From: Uriah Eisenstein (uriaheisenstein@gmail.com)
Date: Sat May 08 2010 - 13:44:59 CDT
Well,
I've gone through the policies of submitting new characters and scripts and
they don't look encouraging :) But neither do they seem to reject the idea
of character fragments out of hand, as opposed to the reverse case -
characters which can be expressed using existing characters and combining
marks. In fact, the CJK Radicals Supplement block and the Hangul Jamo both
contain character fragments, in a way. But I suppose these already existed
in national standards rather than introduced by Unicode.
In any case, examples I've seen of proposals cite experts and provide font
makers, neither of whom I have contact with. So I guess I'll drop it for
now, and hope that if someone takes it up I'll see it on the mailing list.

::::::::::

• OBJECTIVE 1
List everything the writer of the Unicode character-fragments post says they have done, will do, or hope for.
• OBJECTIVE 2
Decide whether each statement agrees with the post about Unicode character fragments, answering yes or no and quoting the deciding words: (a) The writer found the policies for submitting new characters encouraging. (b) The writer has contact with experts and font makers. (c) The Hangul Jamo block contains character fragments, in a way.
• OBJECTIVE 3
Write a continuation of the mailing-list post on Unicode character fragments from its last sentence.

Photo object pointing records:
::::::::::

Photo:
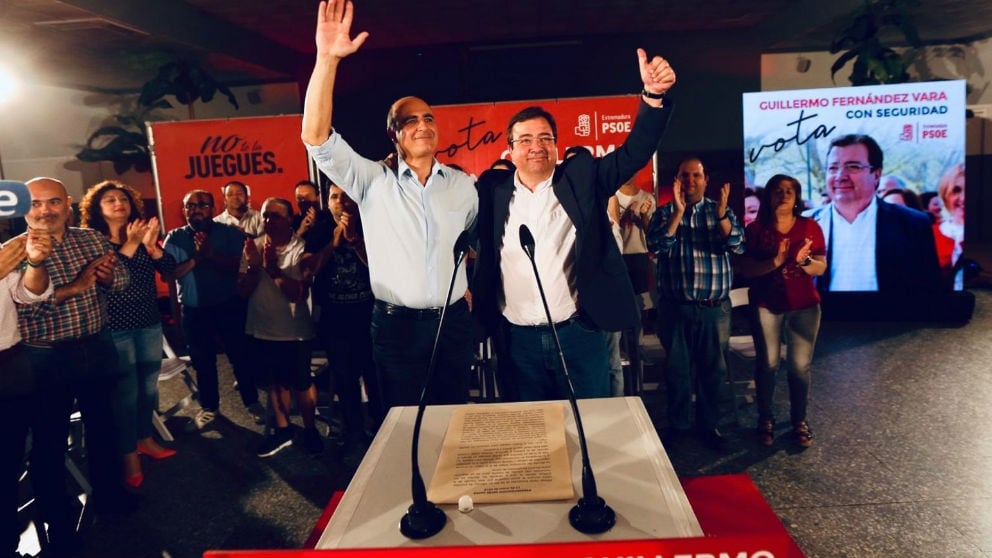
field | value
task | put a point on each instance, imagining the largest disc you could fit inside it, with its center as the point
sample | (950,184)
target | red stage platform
(734,516)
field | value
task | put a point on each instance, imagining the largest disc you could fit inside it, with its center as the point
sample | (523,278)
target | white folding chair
(173,366)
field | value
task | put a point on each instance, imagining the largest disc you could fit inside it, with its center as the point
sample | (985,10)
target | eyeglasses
(527,141)
(849,168)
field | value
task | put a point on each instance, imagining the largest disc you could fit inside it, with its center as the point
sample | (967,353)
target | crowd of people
(363,275)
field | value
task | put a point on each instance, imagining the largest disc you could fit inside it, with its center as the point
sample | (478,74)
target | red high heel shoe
(164,453)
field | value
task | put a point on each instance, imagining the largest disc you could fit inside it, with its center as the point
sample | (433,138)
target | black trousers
(18,401)
(401,349)
(86,372)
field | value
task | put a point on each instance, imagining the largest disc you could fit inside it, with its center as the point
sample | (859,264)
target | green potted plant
(875,63)
(125,143)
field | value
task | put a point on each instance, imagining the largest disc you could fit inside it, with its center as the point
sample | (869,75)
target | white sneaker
(203,418)
(257,412)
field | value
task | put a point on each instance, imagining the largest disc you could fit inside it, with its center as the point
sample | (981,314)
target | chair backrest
(738,296)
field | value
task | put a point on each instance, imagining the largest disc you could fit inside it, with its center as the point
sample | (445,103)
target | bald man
(74,359)
(412,215)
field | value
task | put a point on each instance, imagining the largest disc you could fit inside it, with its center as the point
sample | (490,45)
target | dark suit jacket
(582,184)
(905,251)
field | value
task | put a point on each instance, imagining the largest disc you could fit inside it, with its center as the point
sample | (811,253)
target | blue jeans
(536,366)
(616,363)
(798,329)
(401,350)
(139,356)
(344,333)
(201,327)
(695,339)
(17,408)
(83,370)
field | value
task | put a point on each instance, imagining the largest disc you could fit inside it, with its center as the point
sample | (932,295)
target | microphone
(590,515)
(423,518)
(15,199)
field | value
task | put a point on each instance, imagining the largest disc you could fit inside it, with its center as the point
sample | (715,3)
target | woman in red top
(784,252)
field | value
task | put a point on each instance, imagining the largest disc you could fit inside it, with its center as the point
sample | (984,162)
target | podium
(633,474)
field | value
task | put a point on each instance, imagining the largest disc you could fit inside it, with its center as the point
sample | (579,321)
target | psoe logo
(907,133)
(585,126)
(933,131)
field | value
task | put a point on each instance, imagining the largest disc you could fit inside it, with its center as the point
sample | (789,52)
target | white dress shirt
(12,290)
(852,250)
(410,228)
(250,223)
(554,253)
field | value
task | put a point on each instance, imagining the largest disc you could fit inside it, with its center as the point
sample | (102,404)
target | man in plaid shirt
(693,237)
(73,358)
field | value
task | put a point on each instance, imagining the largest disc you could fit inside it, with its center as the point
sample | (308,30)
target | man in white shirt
(279,325)
(237,209)
(23,280)
(412,215)
(581,269)
(872,245)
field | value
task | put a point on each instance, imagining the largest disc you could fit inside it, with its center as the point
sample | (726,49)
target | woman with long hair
(784,252)
(951,190)
(115,209)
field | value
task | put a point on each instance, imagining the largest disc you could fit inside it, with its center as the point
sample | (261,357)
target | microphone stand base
(592,516)
(422,521)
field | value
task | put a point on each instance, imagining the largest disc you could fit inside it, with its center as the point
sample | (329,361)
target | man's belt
(63,343)
(412,313)
(708,303)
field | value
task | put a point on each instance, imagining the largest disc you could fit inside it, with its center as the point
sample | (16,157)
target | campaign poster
(265,153)
(919,130)
(474,136)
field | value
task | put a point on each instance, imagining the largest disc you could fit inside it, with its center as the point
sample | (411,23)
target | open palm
(334,29)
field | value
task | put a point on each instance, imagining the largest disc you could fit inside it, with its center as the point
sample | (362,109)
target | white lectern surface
(633,475)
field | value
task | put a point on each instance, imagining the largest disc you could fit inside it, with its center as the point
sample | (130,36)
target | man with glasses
(581,269)
(872,245)
(237,209)
(413,212)
(208,255)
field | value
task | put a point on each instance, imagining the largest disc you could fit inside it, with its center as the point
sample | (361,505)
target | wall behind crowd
(970,61)
(45,126)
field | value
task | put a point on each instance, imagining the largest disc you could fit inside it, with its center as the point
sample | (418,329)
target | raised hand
(333,36)
(104,270)
(349,227)
(656,74)
(721,208)
(269,257)
(307,222)
(644,207)
(783,252)
(805,251)
(150,238)
(678,196)
(201,241)
(252,255)
(12,254)
(135,232)
(37,247)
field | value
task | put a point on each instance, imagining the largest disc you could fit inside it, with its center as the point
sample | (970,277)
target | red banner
(266,153)
(474,136)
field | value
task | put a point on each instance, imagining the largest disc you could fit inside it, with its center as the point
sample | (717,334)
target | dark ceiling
(116,45)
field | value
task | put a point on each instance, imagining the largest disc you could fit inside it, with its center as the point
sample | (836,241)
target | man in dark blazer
(581,269)
(872,245)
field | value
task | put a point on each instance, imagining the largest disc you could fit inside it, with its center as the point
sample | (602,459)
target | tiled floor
(900,466)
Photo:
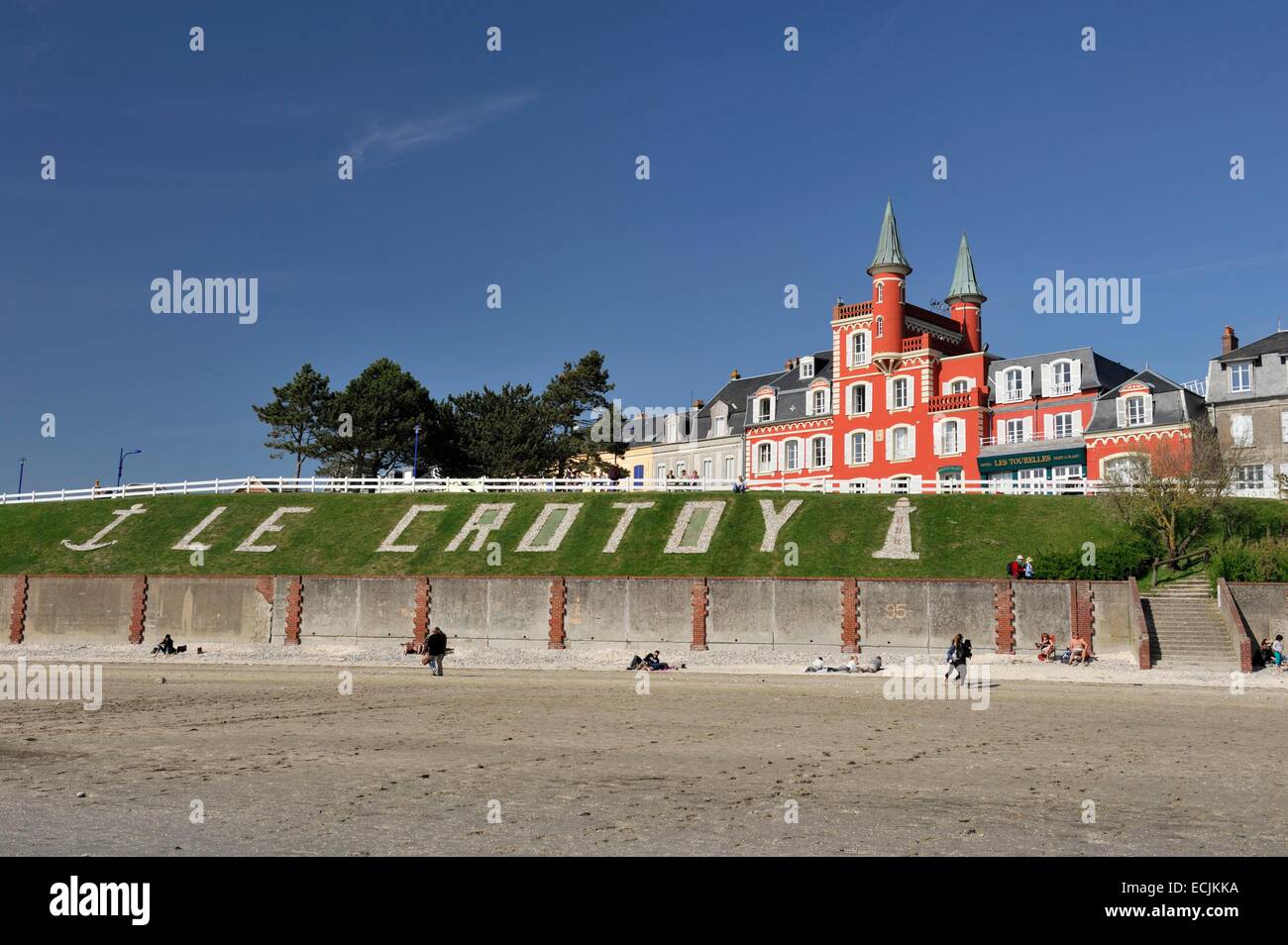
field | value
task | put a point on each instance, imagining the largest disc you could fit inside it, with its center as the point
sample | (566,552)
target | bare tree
(1172,496)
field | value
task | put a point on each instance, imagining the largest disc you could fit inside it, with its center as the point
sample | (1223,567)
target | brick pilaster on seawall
(138,608)
(265,584)
(420,626)
(699,597)
(294,610)
(558,610)
(18,609)
(850,615)
(1082,614)
(1004,617)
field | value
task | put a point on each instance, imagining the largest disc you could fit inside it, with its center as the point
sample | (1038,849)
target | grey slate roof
(964,274)
(889,252)
(1172,403)
(791,391)
(1270,344)
(1098,370)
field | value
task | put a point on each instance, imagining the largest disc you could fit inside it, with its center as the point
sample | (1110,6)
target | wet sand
(579,763)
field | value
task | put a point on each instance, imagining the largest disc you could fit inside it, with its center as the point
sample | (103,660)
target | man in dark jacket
(437,651)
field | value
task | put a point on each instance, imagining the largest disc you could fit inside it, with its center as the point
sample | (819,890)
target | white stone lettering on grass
(629,510)
(695,528)
(485,519)
(776,520)
(187,542)
(900,535)
(267,525)
(94,544)
(387,544)
(546,535)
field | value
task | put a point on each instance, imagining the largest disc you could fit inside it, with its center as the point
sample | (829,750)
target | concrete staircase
(1185,628)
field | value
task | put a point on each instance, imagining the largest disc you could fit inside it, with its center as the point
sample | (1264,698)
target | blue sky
(516,167)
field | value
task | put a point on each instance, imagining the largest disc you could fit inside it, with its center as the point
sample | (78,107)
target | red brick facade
(18,609)
(138,609)
(698,595)
(558,610)
(1004,615)
(294,610)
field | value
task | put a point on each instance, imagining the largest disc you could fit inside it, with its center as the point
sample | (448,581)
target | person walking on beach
(436,649)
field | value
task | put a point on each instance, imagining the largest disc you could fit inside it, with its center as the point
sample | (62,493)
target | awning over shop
(1044,459)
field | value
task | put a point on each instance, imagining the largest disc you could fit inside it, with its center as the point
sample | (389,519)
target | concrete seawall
(896,617)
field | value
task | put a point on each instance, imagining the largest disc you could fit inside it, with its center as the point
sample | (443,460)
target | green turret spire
(889,253)
(964,275)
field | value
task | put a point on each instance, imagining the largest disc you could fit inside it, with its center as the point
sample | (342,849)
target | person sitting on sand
(436,649)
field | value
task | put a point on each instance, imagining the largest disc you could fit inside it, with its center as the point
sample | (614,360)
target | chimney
(1229,340)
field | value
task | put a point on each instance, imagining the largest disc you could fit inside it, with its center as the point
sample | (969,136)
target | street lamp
(120,464)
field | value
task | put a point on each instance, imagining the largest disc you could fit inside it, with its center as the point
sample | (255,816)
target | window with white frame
(791,455)
(901,443)
(765,458)
(818,450)
(858,348)
(1061,378)
(902,389)
(859,447)
(1249,477)
(1240,429)
(949,438)
(859,396)
(1013,383)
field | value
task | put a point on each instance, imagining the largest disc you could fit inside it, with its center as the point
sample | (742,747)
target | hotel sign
(1051,458)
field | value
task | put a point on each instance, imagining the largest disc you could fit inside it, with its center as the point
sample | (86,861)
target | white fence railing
(901,485)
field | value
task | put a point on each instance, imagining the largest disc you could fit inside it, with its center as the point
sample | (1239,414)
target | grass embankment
(957,536)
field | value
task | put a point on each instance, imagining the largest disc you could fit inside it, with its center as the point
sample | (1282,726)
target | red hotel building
(902,395)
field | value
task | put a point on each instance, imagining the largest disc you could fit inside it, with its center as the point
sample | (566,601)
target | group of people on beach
(1077,653)
(1020,570)
(851,665)
(432,651)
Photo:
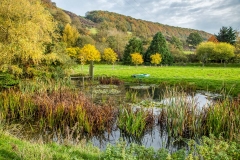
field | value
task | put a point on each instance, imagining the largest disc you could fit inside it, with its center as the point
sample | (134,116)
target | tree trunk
(91,74)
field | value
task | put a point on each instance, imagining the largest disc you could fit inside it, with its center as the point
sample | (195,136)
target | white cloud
(204,15)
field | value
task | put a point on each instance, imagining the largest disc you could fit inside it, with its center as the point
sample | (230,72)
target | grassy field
(214,79)
(14,148)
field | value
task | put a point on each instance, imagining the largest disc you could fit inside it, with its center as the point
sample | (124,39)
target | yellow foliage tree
(70,35)
(156,59)
(91,54)
(109,55)
(26,28)
(136,58)
(72,52)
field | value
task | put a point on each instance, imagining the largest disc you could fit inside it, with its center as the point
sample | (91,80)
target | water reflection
(155,137)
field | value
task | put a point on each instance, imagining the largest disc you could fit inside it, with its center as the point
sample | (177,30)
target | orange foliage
(213,39)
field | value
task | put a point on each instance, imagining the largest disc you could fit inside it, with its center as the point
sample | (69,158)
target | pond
(152,98)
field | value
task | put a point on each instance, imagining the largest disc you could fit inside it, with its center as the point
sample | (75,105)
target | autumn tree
(177,43)
(117,40)
(237,44)
(159,45)
(91,54)
(215,51)
(27,30)
(194,39)
(134,46)
(213,39)
(156,59)
(205,51)
(109,55)
(223,52)
(70,35)
(136,58)
(227,35)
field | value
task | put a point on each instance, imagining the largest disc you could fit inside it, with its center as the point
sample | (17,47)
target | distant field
(93,30)
(188,52)
(204,78)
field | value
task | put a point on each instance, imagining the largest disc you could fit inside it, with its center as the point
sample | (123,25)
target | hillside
(109,20)
(139,27)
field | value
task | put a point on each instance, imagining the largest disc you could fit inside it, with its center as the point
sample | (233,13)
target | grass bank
(215,79)
(209,148)
(14,148)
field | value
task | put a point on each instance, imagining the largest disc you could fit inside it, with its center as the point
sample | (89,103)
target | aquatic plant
(135,121)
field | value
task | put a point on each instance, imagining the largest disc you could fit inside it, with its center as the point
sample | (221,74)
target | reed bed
(135,121)
(110,80)
(223,119)
(57,110)
(180,116)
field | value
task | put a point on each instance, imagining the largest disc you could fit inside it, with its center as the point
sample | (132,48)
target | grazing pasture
(215,79)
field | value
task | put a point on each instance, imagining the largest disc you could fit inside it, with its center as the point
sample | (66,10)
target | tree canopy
(28,29)
(156,58)
(134,45)
(159,45)
(215,51)
(194,39)
(136,58)
(109,55)
(227,34)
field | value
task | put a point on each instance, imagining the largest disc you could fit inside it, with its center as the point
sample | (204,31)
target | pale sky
(206,15)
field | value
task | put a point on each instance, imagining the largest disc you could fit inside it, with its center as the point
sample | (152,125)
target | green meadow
(215,79)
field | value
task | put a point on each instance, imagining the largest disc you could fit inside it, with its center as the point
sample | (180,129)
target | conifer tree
(134,45)
(159,45)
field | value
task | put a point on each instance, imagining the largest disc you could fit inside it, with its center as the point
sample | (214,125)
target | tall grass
(135,121)
(181,116)
(56,111)
(223,118)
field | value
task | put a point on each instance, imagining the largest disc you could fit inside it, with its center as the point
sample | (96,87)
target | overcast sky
(206,15)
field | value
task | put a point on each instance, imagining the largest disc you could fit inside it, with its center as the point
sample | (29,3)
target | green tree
(70,35)
(194,39)
(91,54)
(159,45)
(224,51)
(136,58)
(237,44)
(28,30)
(109,55)
(205,51)
(177,43)
(156,59)
(227,35)
(134,45)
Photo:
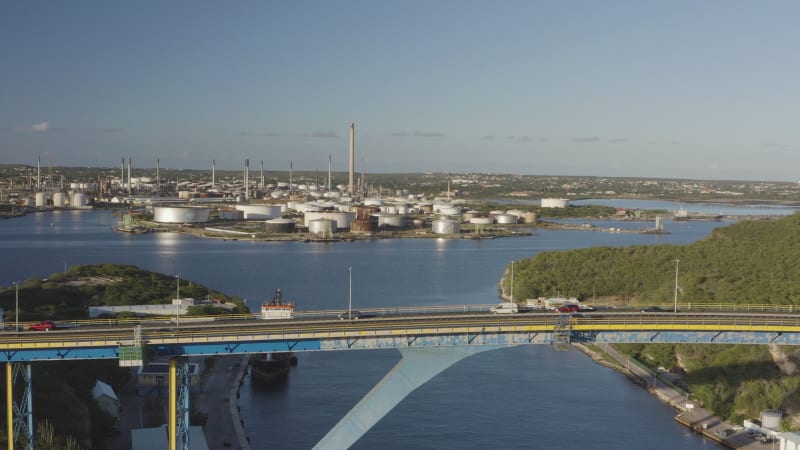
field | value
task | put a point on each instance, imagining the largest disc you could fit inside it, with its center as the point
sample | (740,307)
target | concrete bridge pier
(418,365)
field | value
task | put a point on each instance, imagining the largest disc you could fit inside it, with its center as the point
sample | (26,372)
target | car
(354,315)
(44,325)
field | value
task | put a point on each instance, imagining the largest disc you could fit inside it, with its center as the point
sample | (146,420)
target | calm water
(522,397)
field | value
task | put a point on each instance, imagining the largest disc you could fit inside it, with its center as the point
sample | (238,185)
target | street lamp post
(512,281)
(16,306)
(177,299)
(677,261)
(350,294)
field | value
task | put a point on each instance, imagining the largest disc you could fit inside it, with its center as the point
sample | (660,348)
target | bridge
(430,340)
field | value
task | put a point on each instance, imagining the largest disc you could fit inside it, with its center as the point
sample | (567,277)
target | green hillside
(748,262)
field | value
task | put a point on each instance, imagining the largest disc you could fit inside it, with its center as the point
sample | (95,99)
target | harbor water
(521,397)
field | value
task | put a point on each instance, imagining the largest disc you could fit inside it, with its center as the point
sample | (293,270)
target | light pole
(350,294)
(16,306)
(512,281)
(677,261)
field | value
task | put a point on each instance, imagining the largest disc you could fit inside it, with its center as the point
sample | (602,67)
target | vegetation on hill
(752,262)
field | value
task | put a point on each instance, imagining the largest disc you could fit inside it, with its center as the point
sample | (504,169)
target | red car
(45,325)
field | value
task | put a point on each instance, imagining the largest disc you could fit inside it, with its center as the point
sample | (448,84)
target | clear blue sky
(684,89)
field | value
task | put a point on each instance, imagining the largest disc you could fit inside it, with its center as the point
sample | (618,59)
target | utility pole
(677,261)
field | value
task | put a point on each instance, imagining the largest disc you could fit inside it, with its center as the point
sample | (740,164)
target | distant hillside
(748,262)
(62,393)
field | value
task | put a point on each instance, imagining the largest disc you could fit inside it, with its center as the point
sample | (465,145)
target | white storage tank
(280,226)
(392,221)
(41,199)
(481,220)
(322,227)
(181,214)
(555,203)
(446,226)
(230,214)
(58,199)
(254,212)
(78,200)
(506,219)
(771,419)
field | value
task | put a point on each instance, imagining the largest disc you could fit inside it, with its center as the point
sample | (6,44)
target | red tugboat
(270,369)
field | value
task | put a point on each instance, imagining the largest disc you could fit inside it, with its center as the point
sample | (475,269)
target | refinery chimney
(352,157)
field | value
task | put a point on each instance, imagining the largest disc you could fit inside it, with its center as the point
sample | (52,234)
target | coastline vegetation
(63,396)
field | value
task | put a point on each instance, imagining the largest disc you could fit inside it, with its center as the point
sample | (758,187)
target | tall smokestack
(352,156)
(247,179)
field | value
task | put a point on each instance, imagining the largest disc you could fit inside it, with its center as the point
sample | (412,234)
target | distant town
(21,182)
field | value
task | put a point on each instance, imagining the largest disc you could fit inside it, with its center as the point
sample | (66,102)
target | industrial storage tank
(506,219)
(181,214)
(771,419)
(260,211)
(58,199)
(280,226)
(78,200)
(555,203)
(41,199)
(446,226)
(322,227)
(342,220)
(230,214)
(391,221)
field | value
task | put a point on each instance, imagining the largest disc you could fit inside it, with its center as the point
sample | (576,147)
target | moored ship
(270,369)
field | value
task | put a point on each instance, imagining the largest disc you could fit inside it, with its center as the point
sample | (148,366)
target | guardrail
(408,310)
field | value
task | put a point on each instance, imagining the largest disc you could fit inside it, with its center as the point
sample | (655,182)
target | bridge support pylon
(418,365)
(19,414)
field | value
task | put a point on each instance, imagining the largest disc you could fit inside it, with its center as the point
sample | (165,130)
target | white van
(505,308)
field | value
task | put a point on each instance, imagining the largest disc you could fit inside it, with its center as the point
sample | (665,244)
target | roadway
(111,334)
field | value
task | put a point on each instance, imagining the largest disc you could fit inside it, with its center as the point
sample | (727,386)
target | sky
(670,89)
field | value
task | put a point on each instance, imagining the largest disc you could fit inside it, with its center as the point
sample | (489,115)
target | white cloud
(44,126)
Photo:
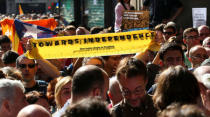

::::::::::

• RIGHT ANSWER 1
- Gone through the policies of submitting new characters and scripts
- Seen examples of proposals
- Will drop it for now
- Hopes that if someone takes it up, they'll see it on the mailing list

• RIGHT ANSWER 2
(a) No: "they don't look encouraging"
(b) No: "neither of whom I have contact with"
(c) Yes: "the CJK Radicals Supplement block and the Hangul Jamo both contain character fragments, in a way"

• RIGHT ANSWER 3
Thanks,
Uriah
On Sun, May 2, 2010 at 3:06 PM, Uriah Eisenstein
<uriaheisenstein@gmail.com>wrote:
> Not exactly, but I suppose such Hanzi fragments could be sued for similar
> purposes - e.g. looking up characters by components, where the available
> components may include non-character fragments. Some fragments may be useful
> for IME purposes, but probably not all.
>
>
> On Sat, May 1, 2010 at 8:57 PM, Edward Cherlin <echerlin@gmail.com> wrote:
>
>> 2010/4/28 John H. Jenkins <jenkins@apple.com>:
>> > No. You could certainly write up a proposal and submit it to the UTC.
>> > Should the UTC feel the idea has merit, it would then move it on to WG2
>> > and/or the IRG.
>> > The main problem here is that there is a very strong desire to limit
>> > ideograph encoding to attested and documentable forms. Anything which
>> does
>> > not exist in actual texts is not likely to be well-regarded.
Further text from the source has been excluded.